▸ Instructions to follow
The line containing "dry sand out of this pic" marks the start; repeat it and every following line exactly through the end of the entries.

╭─ Data

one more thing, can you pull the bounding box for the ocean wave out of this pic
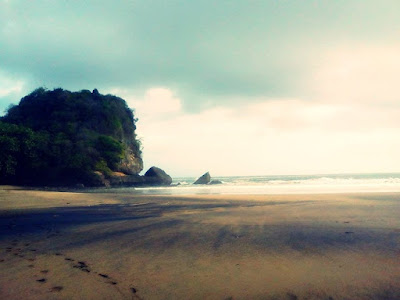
[136,174,400,195]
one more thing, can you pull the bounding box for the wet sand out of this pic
[1,188,400,299]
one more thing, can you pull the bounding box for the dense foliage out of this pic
[0,88,141,186]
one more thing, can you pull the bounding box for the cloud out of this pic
[111,87,182,120]
[111,87,400,176]
[310,43,400,105]
[0,79,23,98]
[1,1,400,111]
[0,71,26,112]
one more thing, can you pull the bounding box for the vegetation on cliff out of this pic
[0,88,143,186]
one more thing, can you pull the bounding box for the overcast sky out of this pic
[1,0,400,176]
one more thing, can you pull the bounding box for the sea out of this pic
[93,173,400,195]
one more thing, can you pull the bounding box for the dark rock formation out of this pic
[194,172,211,184]
[91,171,110,187]
[144,167,172,186]
[209,180,223,185]
[117,146,143,175]
[109,174,145,187]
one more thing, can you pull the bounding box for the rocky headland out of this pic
[0,88,171,187]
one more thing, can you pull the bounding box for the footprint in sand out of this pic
[286,292,298,300]
[50,286,63,292]
[98,274,118,285]
[60,256,133,293]
[73,261,90,272]
[63,257,91,273]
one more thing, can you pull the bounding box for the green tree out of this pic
[0,88,142,186]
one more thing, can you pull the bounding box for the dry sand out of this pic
[1,188,400,299]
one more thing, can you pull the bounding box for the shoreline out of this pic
[1,189,400,299]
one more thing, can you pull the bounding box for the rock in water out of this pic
[144,167,172,186]
[209,180,222,185]
[194,172,211,184]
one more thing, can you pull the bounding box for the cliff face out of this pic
[0,88,143,186]
[118,140,143,175]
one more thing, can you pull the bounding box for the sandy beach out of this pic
[1,188,400,299]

╰─

▸ Answer to the exercise
one more thing, can you pull the bounding box for the dry sand out of this pic
[1,188,400,299]
one more thing, can you pull the bounding box for the shoreline out of this pic
[1,189,400,299]
one more thing, can you pull the bounding box for the rock in water out of this pic
[144,167,172,186]
[209,180,222,185]
[194,172,211,184]
one more thing, can you pull the bounding box for the cliff face out of this pic
[0,88,143,186]
[118,140,143,175]
one more thing, can you pull the bounding box for the sandy beach out of this pic
[1,188,400,299]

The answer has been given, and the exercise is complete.